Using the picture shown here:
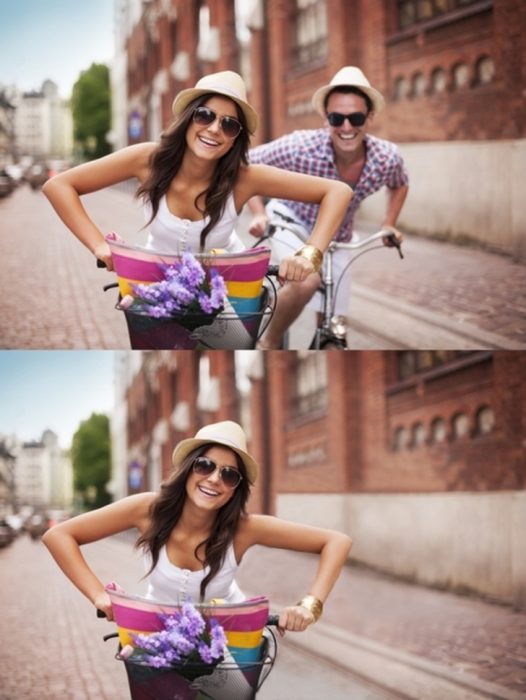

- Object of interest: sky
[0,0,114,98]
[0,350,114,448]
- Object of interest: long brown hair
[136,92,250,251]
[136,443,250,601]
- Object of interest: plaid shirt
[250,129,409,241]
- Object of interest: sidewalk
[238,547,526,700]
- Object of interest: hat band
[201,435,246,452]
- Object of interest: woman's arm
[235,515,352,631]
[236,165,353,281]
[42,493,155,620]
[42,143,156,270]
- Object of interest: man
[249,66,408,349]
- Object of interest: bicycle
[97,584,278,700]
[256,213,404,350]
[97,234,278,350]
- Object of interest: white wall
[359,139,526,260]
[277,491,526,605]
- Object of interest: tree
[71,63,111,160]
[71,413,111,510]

━━━━━━━━━━

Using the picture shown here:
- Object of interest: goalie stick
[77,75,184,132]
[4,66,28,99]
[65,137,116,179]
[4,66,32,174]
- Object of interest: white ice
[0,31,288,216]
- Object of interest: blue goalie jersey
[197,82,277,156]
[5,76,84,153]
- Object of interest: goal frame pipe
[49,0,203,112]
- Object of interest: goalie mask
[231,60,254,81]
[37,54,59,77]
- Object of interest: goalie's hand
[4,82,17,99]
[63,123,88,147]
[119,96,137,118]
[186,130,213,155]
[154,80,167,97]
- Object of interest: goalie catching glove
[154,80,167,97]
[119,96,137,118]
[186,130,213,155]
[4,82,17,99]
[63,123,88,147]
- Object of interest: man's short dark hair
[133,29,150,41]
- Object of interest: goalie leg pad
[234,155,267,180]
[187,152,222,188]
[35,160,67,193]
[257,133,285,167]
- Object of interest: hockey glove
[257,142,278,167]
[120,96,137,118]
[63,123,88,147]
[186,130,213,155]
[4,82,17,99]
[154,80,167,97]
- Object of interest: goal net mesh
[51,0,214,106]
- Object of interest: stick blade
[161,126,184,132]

━━━━━━━━━━

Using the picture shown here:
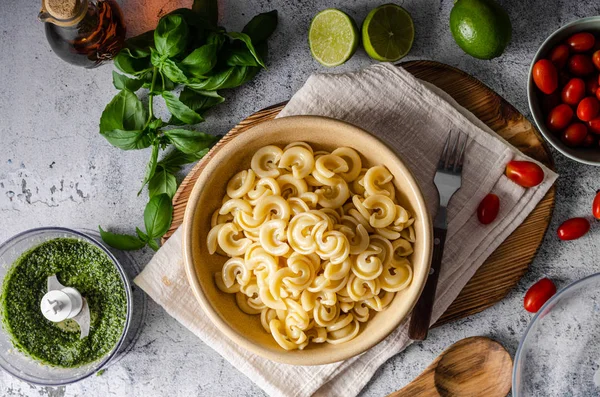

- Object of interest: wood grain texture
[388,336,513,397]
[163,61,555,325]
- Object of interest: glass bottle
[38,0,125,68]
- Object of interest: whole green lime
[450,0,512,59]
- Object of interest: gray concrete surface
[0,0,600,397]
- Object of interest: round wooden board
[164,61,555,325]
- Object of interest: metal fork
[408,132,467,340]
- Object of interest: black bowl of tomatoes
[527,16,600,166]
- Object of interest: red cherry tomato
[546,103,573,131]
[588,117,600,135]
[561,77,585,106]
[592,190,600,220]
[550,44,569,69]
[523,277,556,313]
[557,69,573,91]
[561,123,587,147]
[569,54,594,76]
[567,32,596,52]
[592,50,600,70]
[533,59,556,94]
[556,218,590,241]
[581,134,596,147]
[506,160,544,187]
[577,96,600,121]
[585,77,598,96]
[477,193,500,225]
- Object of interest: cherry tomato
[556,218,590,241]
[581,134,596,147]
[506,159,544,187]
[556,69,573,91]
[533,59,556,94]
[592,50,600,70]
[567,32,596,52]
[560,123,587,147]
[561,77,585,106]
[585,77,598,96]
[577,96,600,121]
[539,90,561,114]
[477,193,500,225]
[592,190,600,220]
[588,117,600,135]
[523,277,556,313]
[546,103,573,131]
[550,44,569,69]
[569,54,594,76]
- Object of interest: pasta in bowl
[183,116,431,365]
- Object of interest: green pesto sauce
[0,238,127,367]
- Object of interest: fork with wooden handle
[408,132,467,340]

━━━━━━━━━━

Présentez sous forme de liste JSON de chaînes les lignes des entrées situées entre celle qui contient « - Object of interest: woman's arm » et celle qui contient « [97,234,278,350] », ces deux lignes incluses. Mettez une chaîne par ligne, omettez les lignes vides et ne reprenez rien d'autre.

[
  "- Object of interest: woman's arm",
  "[235,515,352,631]",
  "[236,165,353,281]",
  "[42,493,155,620]",
  "[42,143,156,270]",
  "- Object of interest: man",
  "[249,66,408,349]",
  "- Object of interest: bicycle",
  "[97,584,278,700]",
  "[256,213,404,350]",
  "[97,234,278,350]"
]